GOAL OF THE EXERCISE: Quote all of the data that follows exactly as written, skipping the images.

START DATA SECTION

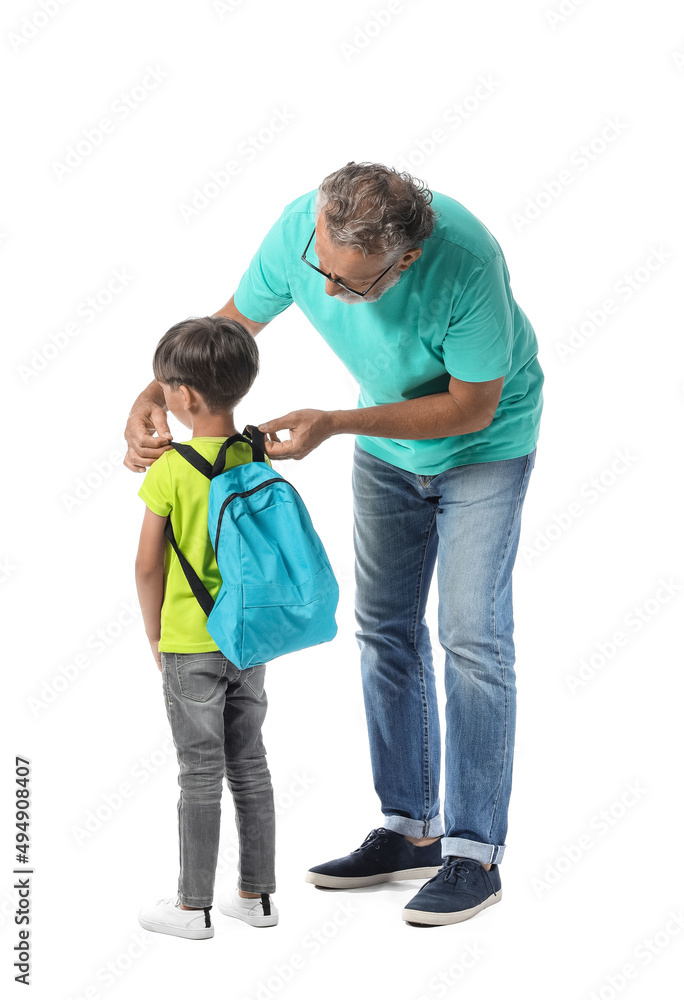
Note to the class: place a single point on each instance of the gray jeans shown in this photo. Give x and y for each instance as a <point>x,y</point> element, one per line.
<point>216,712</point>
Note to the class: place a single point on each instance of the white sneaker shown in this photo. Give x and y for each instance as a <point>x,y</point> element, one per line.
<point>260,912</point>
<point>166,917</point>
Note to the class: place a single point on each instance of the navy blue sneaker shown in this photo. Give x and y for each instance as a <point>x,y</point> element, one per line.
<point>459,890</point>
<point>384,856</point>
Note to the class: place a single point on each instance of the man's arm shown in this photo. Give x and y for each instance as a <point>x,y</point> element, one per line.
<point>465,408</point>
<point>230,311</point>
<point>149,577</point>
<point>148,413</point>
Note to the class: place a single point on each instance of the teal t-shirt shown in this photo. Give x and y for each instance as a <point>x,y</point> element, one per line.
<point>451,313</point>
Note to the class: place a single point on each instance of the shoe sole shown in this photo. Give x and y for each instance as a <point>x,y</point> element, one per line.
<point>256,921</point>
<point>428,918</point>
<point>187,932</point>
<point>348,882</point>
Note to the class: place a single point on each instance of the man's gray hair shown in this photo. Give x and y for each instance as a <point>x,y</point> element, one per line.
<point>375,209</point>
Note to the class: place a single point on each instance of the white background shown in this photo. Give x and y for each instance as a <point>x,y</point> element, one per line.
<point>581,895</point>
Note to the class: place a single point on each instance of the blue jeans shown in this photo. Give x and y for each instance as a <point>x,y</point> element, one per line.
<point>467,519</point>
<point>216,712</point>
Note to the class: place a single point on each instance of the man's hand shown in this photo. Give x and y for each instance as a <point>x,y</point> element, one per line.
<point>308,429</point>
<point>147,415</point>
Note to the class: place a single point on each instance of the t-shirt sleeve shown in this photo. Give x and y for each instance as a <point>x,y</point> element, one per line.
<point>478,345</point>
<point>156,488</point>
<point>264,289</point>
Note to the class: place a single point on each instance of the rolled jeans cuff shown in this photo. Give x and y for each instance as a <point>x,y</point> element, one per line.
<point>458,847</point>
<point>415,827</point>
<point>254,887</point>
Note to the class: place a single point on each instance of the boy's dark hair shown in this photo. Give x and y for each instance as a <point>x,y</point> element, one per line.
<point>214,355</point>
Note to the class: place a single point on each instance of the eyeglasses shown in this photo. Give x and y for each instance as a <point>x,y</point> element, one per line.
<point>337,280</point>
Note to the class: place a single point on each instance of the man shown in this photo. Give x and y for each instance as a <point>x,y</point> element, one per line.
<point>447,423</point>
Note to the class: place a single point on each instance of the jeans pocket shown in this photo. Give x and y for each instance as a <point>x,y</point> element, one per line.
<point>254,679</point>
<point>199,674</point>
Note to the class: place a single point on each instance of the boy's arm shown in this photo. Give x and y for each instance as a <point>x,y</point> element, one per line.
<point>149,577</point>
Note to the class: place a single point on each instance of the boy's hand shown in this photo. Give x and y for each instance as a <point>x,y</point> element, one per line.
<point>154,645</point>
<point>308,429</point>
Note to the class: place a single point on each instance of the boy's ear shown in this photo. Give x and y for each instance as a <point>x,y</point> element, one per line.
<point>187,395</point>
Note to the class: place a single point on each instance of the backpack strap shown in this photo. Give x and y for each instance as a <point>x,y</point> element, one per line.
<point>200,463</point>
<point>257,439</point>
<point>203,596</point>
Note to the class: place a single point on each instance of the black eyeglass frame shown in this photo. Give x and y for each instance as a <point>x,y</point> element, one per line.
<point>337,280</point>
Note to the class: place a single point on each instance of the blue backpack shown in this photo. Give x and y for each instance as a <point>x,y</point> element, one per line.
<point>279,593</point>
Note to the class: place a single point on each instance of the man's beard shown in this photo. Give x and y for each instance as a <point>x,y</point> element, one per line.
<point>390,279</point>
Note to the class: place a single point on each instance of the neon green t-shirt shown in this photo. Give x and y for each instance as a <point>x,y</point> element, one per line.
<point>451,313</point>
<point>172,486</point>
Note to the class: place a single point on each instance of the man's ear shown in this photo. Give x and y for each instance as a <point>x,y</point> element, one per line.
<point>409,257</point>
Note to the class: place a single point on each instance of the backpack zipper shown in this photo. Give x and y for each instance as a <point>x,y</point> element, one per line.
<point>246,493</point>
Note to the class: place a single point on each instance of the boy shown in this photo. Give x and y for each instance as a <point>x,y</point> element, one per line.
<point>204,366</point>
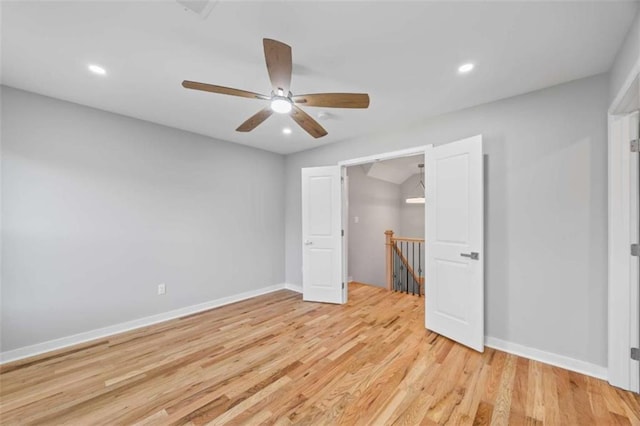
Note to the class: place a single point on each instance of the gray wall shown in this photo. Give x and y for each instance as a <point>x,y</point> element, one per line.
<point>546,210</point>
<point>376,203</point>
<point>98,209</point>
<point>626,58</point>
<point>411,215</point>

END DATA SECTION

RESULT OF THIS TASK:
Note to the class: place a single point on each instance of the gray jeans shown in this photo. Give x and y for each instance as a <point>x,y</point> element, one per line.
<point>216,712</point>
Note to the class: place a single point on each instance of the white sneaker shown in this photo. Give x and y for each instance as a <point>x,y</point> element, one per line.
<point>260,912</point>
<point>166,917</point>
Note to the class: place a single point on each instance of the navy blue sneaker shown in this photo. Give x and y for each instance as a <point>x,y</point> element, one per line.
<point>459,890</point>
<point>384,856</point>
Note to the class: place a single point on each instance of the man's arm shown in this photo. Give x and y for each instance as a <point>x,y</point> element, one per line.
<point>465,408</point>
<point>230,311</point>
<point>149,577</point>
<point>148,413</point>
Note to the class: place a single point on each instance of the teal t-shirt shown in this photo. Give x and y for each instance as a <point>x,y</point> element, one per line.
<point>451,313</point>
Note to the class: place a single point on each instance of the shoe sole shown in this photo. Give x and y for each instance as a <point>x,y</point> element, one per line.
<point>256,921</point>
<point>428,918</point>
<point>187,932</point>
<point>348,882</point>
Note to the class: place a single point on each instance of the man's gray hair shown in this photo. Give x and y for each instance as a <point>x,y</point> element, one per line.
<point>375,209</point>
Note to the class: place a single point on each instance of the white background shown in this photo. Give x and y for each instance as a <point>x,y</point> element, one per line.
<point>581,895</point>
Note to the class: place a single point on each instance of the blue jeans shown in this photo. Give x and y for each instance as a <point>x,y</point> element, one per line.
<point>467,519</point>
<point>216,712</point>
Note to the class: place a single point on each instance of the man's hand shown in this photo. Give x and y for each instance as a <point>x,y</point> element, one per line.
<point>308,429</point>
<point>147,415</point>
Note to the class: place a single point on each instance of the t-shirt sleeve shown in this photo. Give x and y for each instance as a <point>x,y</point> element, one per line.
<point>478,345</point>
<point>156,488</point>
<point>264,289</point>
Note to the class: place a single point on each instance of the rolled jeans cuff shown in this photo. Give x and y for each instance as a <point>x,y</point> element, one per line.
<point>458,847</point>
<point>415,827</point>
<point>254,887</point>
Note to the class: place a single point on each instance of the boy's dark hair shown in this photo. Give x and y for each instance as a <point>x,y</point> element, one per line.
<point>214,355</point>
Note to the class: place a single point on each instance of the eyeglasses shown in this photo. Give x and y for each instance as a <point>x,y</point> element, one per line.
<point>337,280</point>
Note to the class: place a single point on each instance of the man shown in this photo. Give x and y for each instance as a <point>x,y</point> element, one per line.
<point>447,423</point>
Note to the class: place a single point on each instance of the jeans pocket shown in this photo. Give x and y for each instance as a <point>x,y</point> element, one per line.
<point>254,679</point>
<point>199,674</point>
Note to the class: place a single point on each instance of the boy's arm shown in this photo. Give x and y for each instance as a <point>x,y</point> element, one per line.
<point>149,577</point>
Note to the class: place a single point on each instance of the boy's hand shown in this photo. Give x and y for each instance as a <point>x,y</point> element, one per line.
<point>154,645</point>
<point>308,429</point>
Note to the class: place a single point on each instance of the boy's ear shown in this photo. Give x and y for each instance as a <point>x,y</point> element, one per line.
<point>187,395</point>
Note to the class: place a single point on each instance of the backpack strap shown in this photo. Give x and y for each instance as a <point>x,y</point> element, one per line.
<point>200,463</point>
<point>257,439</point>
<point>203,596</point>
Note to the class: place a single point on each instance of the black eyeglass frame shown in this photo. Give x and y for each instance as a <point>x,y</point> element, one per line.
<point>337,280</point>
Note to the class: place a single point on each instance of the blue backpack shown in this photo. Give x and y for each instance as a <point>x,y</point> element, one per line.
<point>279,593</point>
Note to the class: place a single point on each instance of the man's beard shown in this photo. Give x and y for each instance as a <point>x,y</point> element, one per line.
<point>390,279</point>
Note to the class: place a single point on each instance of the neon green t-shirt shown in this photo. Give x and y for each instance as a <point>x,y</point> element, one per line.
<point>451,313</point>
<point>172,486</point>
Note to the class: place a single point on each instance of the man's ear shown in this photo. Give x and y for each instance as a <point>x,y</point> element, one per line.
<point>409,257</point>
Note to the class: place a single point on each instance of the backpack zipper shown in this photo. Give x and y for each instance as a <point>x,y</point> element, one per line.
<point>246,493</point>
Note to the class: place a single point on each instance of the boy shown in this photo. Give x and y for each instance as a <point>x,y</point> element, one per line.
<point>204,366</point>
Note to the class: place a single point on each instance of the gray wall shown in this photo. Give x and y for each instance as a <point>x,y</point> element, one per line.
<point>546,210</point>
<point>376,203</point>
<point>98,209</point>
<point>626,58</point>
<point>411,215</point>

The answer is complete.